Skip to main content
Skip to main content

avgState

Description

The State combinator can be applied to the avg function to produce an intermediate state of AggregateFunction(avg, T) type where T is the specified type for the average.

Example usage

In this example, we'll look at how we can use the AggregateFunction type, together with the avgState function to aggregate website traffic data.

First create the source table for website traffic data:

CREATE TABLE raw_page_views
(
    page_id UInt32,
    page_name String,
    response_time_ms UInt32,  -- Page response time in milliseconds
    viewed_at DateTime DEFAULT now()
)
ENGINE = MergeTree()
ORDER BY (page_id, viewed_at);

Create the aggregate table that will store average response times. Note that avg cannot use the SimpleAggregateFunction type as it requires a complex state (a sum and a count). We therefore use the AggregateFunction type:

CREATE TABLE page_performance
(
    page_id UInt32,
    page_name String,
    avg_response_time AggregateFunction(avg, UInt32)  -- Stores the state needed for avg calculation
)

Data extract:

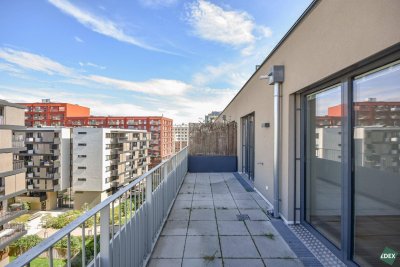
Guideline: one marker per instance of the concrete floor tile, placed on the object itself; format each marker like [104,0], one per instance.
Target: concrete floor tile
[255,214]
[261,228]
[224,204]
[227,214]
[283,263]
[238,247]
[202,228]
[179,215]
[202,215]
[202,246]
[243,262]
[181,204]
[202,262]
[187,197]
[202,204]
[247,204]
[242,196]
[273,248]
[169,247]
[222,197]
[175,228]
[232,228]
[165,262]
[202,197]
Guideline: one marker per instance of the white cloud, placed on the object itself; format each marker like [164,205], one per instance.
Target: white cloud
[100,25]
[34,62]
[43,64]
[158,3]
[79,40]
[90,64]
[235,28]
[154,86]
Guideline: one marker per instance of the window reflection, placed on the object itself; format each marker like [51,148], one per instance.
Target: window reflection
[323,162]
[377,161]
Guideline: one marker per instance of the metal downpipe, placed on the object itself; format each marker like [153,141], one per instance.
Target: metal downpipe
[277,145]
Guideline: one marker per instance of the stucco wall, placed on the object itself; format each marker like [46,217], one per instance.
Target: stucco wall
[333,36]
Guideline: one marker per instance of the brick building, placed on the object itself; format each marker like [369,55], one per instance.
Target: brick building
[47,113]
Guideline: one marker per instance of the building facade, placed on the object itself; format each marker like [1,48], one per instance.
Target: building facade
[211,117]
[329,156]
[161,144]
[48,161]
[12,175]
[105,159]
[181,136]
[48,113]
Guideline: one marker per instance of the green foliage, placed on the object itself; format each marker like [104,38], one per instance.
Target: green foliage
[60,221]
[22,219]
[27,205]
[44,262]
[26,242]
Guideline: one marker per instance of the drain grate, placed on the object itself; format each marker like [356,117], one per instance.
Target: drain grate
[242,217]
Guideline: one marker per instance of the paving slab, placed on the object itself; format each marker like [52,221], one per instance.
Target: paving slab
[202,228]
[274,247]
[169,247]
[238,247]
[202,246]
[232,228]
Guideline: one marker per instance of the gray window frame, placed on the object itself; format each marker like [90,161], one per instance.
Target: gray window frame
[345,77]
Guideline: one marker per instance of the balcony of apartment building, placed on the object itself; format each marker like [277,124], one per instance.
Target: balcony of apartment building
[172,217]
[11,212]
[10,233]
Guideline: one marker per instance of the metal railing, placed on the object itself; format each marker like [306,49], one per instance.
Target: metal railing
[125,226]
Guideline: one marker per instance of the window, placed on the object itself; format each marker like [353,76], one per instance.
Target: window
[376,137]
[323,169]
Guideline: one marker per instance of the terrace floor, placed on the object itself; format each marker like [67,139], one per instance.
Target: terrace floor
[204,227]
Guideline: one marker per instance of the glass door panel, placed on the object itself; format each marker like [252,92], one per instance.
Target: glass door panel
[376,140]
[323,183]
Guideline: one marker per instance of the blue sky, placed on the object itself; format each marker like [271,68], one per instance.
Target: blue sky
[178,58]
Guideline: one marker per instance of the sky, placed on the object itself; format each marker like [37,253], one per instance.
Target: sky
[177,58]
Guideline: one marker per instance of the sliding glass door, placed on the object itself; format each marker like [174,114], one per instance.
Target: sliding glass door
[248,146]
[377,164]
[351,164]
[323,161]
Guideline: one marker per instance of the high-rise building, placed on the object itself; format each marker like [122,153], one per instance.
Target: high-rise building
[105,159]
[47,113]
[12,175]
[47,158]
[181,136]
[161,144]
[211,117]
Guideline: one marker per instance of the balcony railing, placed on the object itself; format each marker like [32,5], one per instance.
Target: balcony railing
[18,164]
[129,241]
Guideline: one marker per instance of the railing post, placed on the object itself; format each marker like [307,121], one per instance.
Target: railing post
[105,257]
[149,191]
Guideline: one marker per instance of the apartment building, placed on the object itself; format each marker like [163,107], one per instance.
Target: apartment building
[211,117]
[105,159]
[12,175]
[48,163]
[161,143]
[48,113]
[181,136]
[320,119]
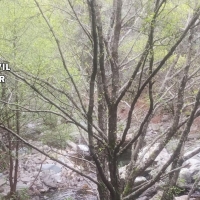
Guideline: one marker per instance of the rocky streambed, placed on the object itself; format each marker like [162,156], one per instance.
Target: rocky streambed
[46,179]
[43,178]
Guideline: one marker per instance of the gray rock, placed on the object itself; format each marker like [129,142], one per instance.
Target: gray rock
[184,197]
[185,177]
[72,145]
[143,198]
[83,147]
[157,196]
[139,180]
[48,178]
[2,181]
[53,167]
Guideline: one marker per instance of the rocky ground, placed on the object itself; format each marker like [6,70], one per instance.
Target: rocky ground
[40,175]
[46,179]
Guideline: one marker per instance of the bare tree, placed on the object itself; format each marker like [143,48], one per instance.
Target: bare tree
[107,89]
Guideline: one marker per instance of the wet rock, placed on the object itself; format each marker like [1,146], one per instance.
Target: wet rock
[53,167]
[139,180]
[161,158]
[2,181]
[72,145]
[82,147]
[184,178]
[1,190]
[184,197]
[21,185]
[49,179]
[157,196]
[143,198]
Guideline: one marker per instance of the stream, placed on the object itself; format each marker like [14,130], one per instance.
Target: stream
[69,194]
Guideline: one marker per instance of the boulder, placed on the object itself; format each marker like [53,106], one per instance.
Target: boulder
[184,197]
[55,168]
[185,178]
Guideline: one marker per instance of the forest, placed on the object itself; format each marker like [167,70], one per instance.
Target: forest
[100,100]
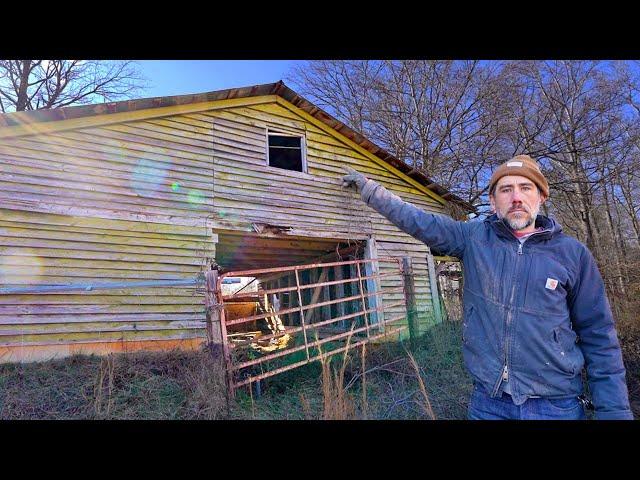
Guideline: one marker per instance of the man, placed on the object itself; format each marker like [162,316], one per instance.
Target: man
[535,308]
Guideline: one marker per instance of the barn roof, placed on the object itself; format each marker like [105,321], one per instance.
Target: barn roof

Given instruction 1: How many lines of the listing above contain the string "cloud"? Reply with the number only.
Given instruction 2: Can you carry the avgState documentation above on from its last line?

Task result 1: 2

Task result 2:
ENGINE = AggregatingMergeTree()
ORDER BY page_id;

Create an Incremental materialized view that will act as an insert trigger to new data and store the intermediate state data in the target table defined above:

CREATE MATERIALIZED VIEW page_performance_mv
TO page_performance
AS SELECT
    page_id,
    page_name,
    avgState(response_time_ms) AS avg_response_time  -- Using -State combinator
FROM raw_page_views
GROUP BY page_id, page_name;

Insert some initial data into the source table, creating a part on disk:

INSERT INTO raw_page_views (page_id, page_name, response_time_ms) VALUES
    (1, 'Homepage', 120),
    (1, 'Homepage', 135),
    (2, 'Products', 95),
    (2, 'Products', 105),
    (3, 'About', 80),
    (3, 'About', 90);

Insert some more data to create a second part on disk:

INSERT INTO raw_page_views (page_id, page_name, response_time_ms) VALUES
(1, 'Homepage', 150),
(2, 'Products', 110),
(3, 'About', 70),
(4, 'Contact', 60),
(4, 'Contact', 65);

Examine the target table page_performance:

SELECT 
    page_id,
    page_name,
    avg_response_time,
    toTypeName(avg_response_time)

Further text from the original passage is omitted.